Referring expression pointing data
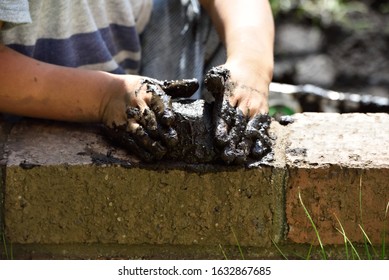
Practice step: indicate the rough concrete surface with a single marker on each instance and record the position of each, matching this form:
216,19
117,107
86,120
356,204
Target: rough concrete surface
69,193
332,160
56,195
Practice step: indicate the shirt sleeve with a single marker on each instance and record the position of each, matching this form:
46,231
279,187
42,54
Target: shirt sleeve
14,12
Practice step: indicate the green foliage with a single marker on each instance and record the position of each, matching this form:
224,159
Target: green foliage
326,12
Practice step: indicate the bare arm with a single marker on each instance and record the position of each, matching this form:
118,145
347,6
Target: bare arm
247,29
32,88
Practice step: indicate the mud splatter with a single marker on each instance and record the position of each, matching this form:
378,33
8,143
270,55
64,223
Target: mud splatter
155,134
237,138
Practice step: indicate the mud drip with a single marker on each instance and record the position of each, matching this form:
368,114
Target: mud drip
237,138
193,131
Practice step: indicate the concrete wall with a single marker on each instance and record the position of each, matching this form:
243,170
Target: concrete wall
61,198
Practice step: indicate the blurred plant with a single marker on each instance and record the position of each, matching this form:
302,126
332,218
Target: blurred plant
325,11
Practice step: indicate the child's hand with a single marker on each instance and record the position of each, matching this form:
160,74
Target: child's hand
140,116
240,122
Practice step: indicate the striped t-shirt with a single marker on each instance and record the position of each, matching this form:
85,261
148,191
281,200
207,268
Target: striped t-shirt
91,34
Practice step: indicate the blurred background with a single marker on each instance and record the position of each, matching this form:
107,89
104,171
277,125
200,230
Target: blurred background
330,56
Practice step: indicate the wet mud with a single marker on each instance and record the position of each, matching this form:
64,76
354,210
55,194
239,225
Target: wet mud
155,133
238,139
193,131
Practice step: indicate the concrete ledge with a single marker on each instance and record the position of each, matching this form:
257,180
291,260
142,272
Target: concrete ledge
68,193
332,160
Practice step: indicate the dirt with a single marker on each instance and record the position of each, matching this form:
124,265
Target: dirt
194,131
238,139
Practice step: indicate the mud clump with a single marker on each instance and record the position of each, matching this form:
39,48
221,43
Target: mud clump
193,131
154,134
238,139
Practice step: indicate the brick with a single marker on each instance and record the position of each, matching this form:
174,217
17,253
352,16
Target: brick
332,159
61,189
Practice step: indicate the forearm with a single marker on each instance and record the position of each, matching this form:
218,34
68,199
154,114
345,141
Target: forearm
32,88
247,29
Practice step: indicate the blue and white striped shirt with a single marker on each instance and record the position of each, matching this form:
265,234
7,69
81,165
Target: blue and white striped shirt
90,34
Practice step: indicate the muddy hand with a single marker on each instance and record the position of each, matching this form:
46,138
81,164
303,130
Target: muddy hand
145,128
237,136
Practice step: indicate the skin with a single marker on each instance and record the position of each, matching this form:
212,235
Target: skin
35,89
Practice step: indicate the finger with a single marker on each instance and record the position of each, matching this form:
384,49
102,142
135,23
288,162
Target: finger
228,155
215,80
144,140
168,136
149,122
133,113
221,132
180,88
258,149
120,136
256,126
161,104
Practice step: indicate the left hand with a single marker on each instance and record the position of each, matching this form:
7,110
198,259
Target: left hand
240,119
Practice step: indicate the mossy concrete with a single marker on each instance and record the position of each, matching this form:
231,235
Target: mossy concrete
339,164
112,204
68,193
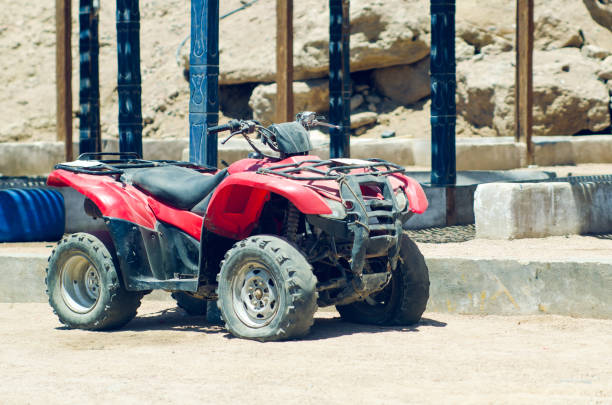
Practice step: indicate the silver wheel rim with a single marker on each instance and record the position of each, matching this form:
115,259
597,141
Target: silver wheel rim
255,297
80,284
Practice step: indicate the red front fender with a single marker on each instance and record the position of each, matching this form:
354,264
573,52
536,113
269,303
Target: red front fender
236,204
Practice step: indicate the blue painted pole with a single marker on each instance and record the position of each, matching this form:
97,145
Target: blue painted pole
339,78
128,76
89,81
204,81
443,85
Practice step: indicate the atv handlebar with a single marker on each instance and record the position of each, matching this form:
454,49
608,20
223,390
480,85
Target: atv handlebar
233,125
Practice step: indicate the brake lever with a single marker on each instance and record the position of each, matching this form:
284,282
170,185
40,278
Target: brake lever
325,124
230,136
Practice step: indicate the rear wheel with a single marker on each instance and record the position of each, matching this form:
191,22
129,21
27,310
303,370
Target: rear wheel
84,288
403,300
267,290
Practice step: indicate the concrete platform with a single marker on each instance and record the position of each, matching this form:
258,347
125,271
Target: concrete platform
497,153
569,276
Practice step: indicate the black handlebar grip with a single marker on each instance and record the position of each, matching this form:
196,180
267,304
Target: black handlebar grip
218,128
233,125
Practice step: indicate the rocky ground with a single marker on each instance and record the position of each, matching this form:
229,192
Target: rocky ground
163,356
389,55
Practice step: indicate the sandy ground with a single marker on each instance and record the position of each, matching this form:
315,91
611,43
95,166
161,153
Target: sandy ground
164,356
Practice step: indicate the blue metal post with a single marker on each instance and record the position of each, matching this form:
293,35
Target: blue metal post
443,84
128,76
339,78
89,81
204,81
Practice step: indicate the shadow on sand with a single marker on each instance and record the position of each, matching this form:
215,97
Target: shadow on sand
175,319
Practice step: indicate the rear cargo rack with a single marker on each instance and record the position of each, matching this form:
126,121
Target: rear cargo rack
335,170
117,166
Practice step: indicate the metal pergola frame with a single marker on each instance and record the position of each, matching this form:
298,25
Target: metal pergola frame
204,74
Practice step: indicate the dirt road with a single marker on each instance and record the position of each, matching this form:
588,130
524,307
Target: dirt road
163,356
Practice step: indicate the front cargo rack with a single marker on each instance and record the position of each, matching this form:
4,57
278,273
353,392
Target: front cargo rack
89,163
336,169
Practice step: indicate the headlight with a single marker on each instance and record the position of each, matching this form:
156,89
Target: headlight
401,200
338,211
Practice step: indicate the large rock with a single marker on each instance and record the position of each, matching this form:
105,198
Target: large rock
404,84
568,97
551,32
601,11
480,38
383,34
311,95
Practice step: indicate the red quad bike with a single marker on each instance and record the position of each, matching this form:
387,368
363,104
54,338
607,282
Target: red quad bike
270,238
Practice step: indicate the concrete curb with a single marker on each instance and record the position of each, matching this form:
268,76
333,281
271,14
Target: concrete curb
523,210
500,153
512,287
465,286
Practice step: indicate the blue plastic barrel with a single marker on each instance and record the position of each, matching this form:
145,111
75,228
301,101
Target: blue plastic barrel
28,215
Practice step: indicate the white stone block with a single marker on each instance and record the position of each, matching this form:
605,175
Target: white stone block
534,210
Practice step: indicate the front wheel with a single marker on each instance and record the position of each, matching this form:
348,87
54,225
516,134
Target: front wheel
84,288
403,300
267,290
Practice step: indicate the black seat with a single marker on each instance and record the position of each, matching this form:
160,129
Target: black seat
177,186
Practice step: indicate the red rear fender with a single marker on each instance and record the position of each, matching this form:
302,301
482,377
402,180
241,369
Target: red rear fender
237,203
112,198
416,196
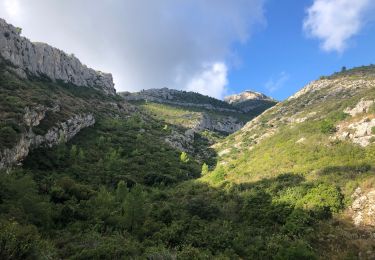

▸ Task statement
Retype all the data exactly, please, without pictures.

▸ Answer space
Practice step: indicate the rough concrete surface with a single marker on each instance and record the position of each, matching this form:
216,19
117,107
86,120
356,204
Target: rough concrete surface
69,193
332,160
56,195
Practice step: indicate the shirt sleeve with a single marker on each instance and record the position of each, matching this form:
46,231
279,187
42,54
Target: shirt sleeve
14,12
Practice step: indicate the green foliage with a single marker on each instance and record the position of each, matching this form:
224,159
Target: green foliage
326,12
Practice step: indicate the bare arm with a single marker on each instance and record the position of each, matching this form:
118,145
347,6
Target: bare arm
247,29
32,88
Practice step: indicate the mud splatter with a single marker on each instance and record the position of each, matching this form:
378,33
8,143
270,55
64,223
Target: mud splatter
155,134
237,138
Practice step: indicate the mud drip with a single marker on each instance and record the position of each, matching this form:
368,114
Target: mud drip
237,138
193,131
Practice step: indicate the concrete wall with a single marker on each instance and record the position of each, matching this form:
243,170
Target: concrete wall
61,198
Practice step: indicate the blurred plant with a single marker on each instance and record the position of each, matching this form:
302,126
332,218
Target: blurred plant
325,11
Practice step: indicate the child's hand with a single marker on each instance and record the position of each, matching this form:
160,74
Target: child's hand
140,116
240,122
Practice step: indicate the striped t-shirt with a single marker on each instance and record the position of each, matching this form:
85,261
148,191
281,200
207,268
Target: striped t-shirt
91,34
Practice step: indicate the blurred background with a single marker on each instance and record the position of each, matching this form:
107,89
104,171
277,125
200,230
Target: blurred background
330,56
Practice step: indicate the wet mud with a single marker on each instance and record the position of each, matching this form:
64,76
354,210
55,194
239,225
Target: wet mud
155,133
238,139
193,131
Practice step: indicate the concrete ledge with a single marker on each instance and record the position of each, matching this form:
257,180
291,260
142,272
Target: concrete ledge
68,193
332,160
Practice step: indicate the dirt with a single marker on each instance and record the position of each, matching this form:
124,265
Target: dirt
194,131
238,139
Practice step: indicate the mud clump with a single marker on each instance and record the position of each, matching this form:
39,48
221,43
Target: mud clump
193,131
154,134
238,139
Practice step: indicate the brick with a single marker on each instance and record the position of each, matching this form:
174,217
17,253
352,16
Target: brick
332,159
61,189
Practice step: indicate the forearm with a single marker on each instance and record the position of each, matching this form:
218,34
68,199
154,114
345,141
Target: forearm
32,88
247,29
Practice step: indicate the blue and white striped shirt with a single marker on each instance and record the position of each, matching this form:
265,234
7,69
81,165
Target: blue and white striped shirt
90,34
Practice step: indicate the muddy hand with a single marker on each instance and record the position of each, matching this form:
46,138
81,164
303,130
Target: muddy hand
145,128
237,136
Practice step: indicate the skin with a single marker on each instance and record the position of each, matching this form:
212,235
Target: skin
35,89
Practice step: indicate the finger with a single marker on each instance and record the position of each, matching this form:
384,49
102,142
135,23
288,162
Target: finger
228,155
215,80
144,140
168,136
149,122
133,113
221,132
180,88
258,149
120,136
256,126
161,104
Practice step: indicate the left hand with a single marker on each instance and record the position of each, matching this form:
7,110
198,259
Target: left hand
240,119
Practice step: indicate the mossy concrete with a single marker on each instance and record the position of each, matching this form:
231,235
Target: mossy concrete
339,164
112,204
68,193
Practice step: indicate the silver wheel rim with a single marker on each instance and record the position of each, matching this form:
115,259
597,141
Target: silver wheel rim
255,297
80,284
Practice step: indicate the red front fender with a single marker on each instance and record the position of each, matching this form:
354,264
573,52
536,113
269,303
Target: red front fender
236,204
Practice step: indicate the blue painted pole with a single marker on each instance and record the position of each, matching this form:
97,145
Target: blue painted pole
339,78
128,76
89,81
204,81
443,85
Practice step: indicate the atv handlebar with a single marker on each instance and record the position of each, matching this form:
454,49
608,20
223,390
480,85
Target: atv handlebar
233,125
Practice step: indicate the brake lever with a single marker on each instance and record the position of each, matching this form:
284,282
170,185
40,278
Target: brake lever
325,124
230,136
Practice step: indicate the rear wheel with a single marker on each instance and record the position of each, matching this form:
191,22
129,21
27,310
303,370
Target: rear wheel
84,288
403,300
267,290
Practice step: indicate the concrete platform with a single marker on each instance and record the position of each, matching this form:
258,347
125,271
Target: concrete platform
497,153
569,276
Practice step: indicate the black handlebar grip with a single marker on each instance and record the position of each, matching this form:
196,180
267,304
Target: black handlebar grip
218,128
233,125
Practice step: indicate the rocky ground with a single marker on each instance and record the position of each, matching this form:
229,192
Target: rocky ground
163,356
389,55
Practice step: indicate the sandy ground with a single marker on each instance and record the position of each, matching this form:
315,91
611,43
95,166
161,153
Target: sandy ground
164,356
Practice step: indicate the blue metal post with a single marker on each instance and record the position of each, matching this form:
293,35
Target: blue metal post
443,84
128,76
339,78
89,81
204,81
Practice step: indicate the shadow on sand with a single marker on each instance and record the position of each, matching this form:
215,97
Target: shadow on sand
175,319
Practice step: indicate the rear cargo rack with a single marker on each instance and record the position of each, matching this form:
126,121
Target: rear cargo rack
335,170
117,166
Practice step: indicate the metal pergola frame with a single marker on each instance and record the position of each, matching this form:
298,25
Target: metal pergola frame
204,74
Practice step: indicate the dirt road with a single marker on each instance and record the position of each, matching this form:
588,130
524,307
Target: dirt road
163,356
Practice step: indicate the front cargo rack with a single marker on each instance and record the position of each, matching this form:
4,57
278,273
353,392
Target: front cargo rack
89,163
336,169
Practice step: indicate the headlight with a single marker on each instance and record the position of each, matching this form:
156,89
Target: headlight
401,200
338,211
Practice step: indicate the large rock with a single marker on each instance and record the position of each, matching this form:
105,198
Target: large rock
404,84
568,97
551,32
601,11
480,38
383,34
311,95
Practice step: indicate the red quad bike with a single marker on each instance and record the position of each, matching this form:
387,368
363,104
54,338
607,282
Target: red quad bike
270,238
Practice step: indicate the concrete curb with a single marker on each instance and record the position of each, matching this form:
268,76
333,281
271,14
Target: concrete curb
523,210
500,153
512,287
465,286
Practice step: indicate the blue plastic barrel with a single marker on each instance and record the position of each, matching this form:
145,111
75,228
301,101
Target: blue plastic barrel
28,215
Practice step: indicate the white stone block with a single marker on each instance and record the position of each, matching this form:
605,175
Target: white stone block
534,210
Practice step: indicate the front wheel with a single marker on each instance and record the position of each, matching this form:
348,87
54,225
516,134
Target: front wheel
84,288
403,300
267,290
Practice step: indicate the black seat with a single marker on each instance and record the position of each, matching this form:
160,129
Target: black seat
177,186
Practice step: indicate the red rear fender with a single marker on each instance and record the position of each, matching this form:
302,301
482,377
402,180
241,369
Target: red rear fender
237,203
112,198
416,196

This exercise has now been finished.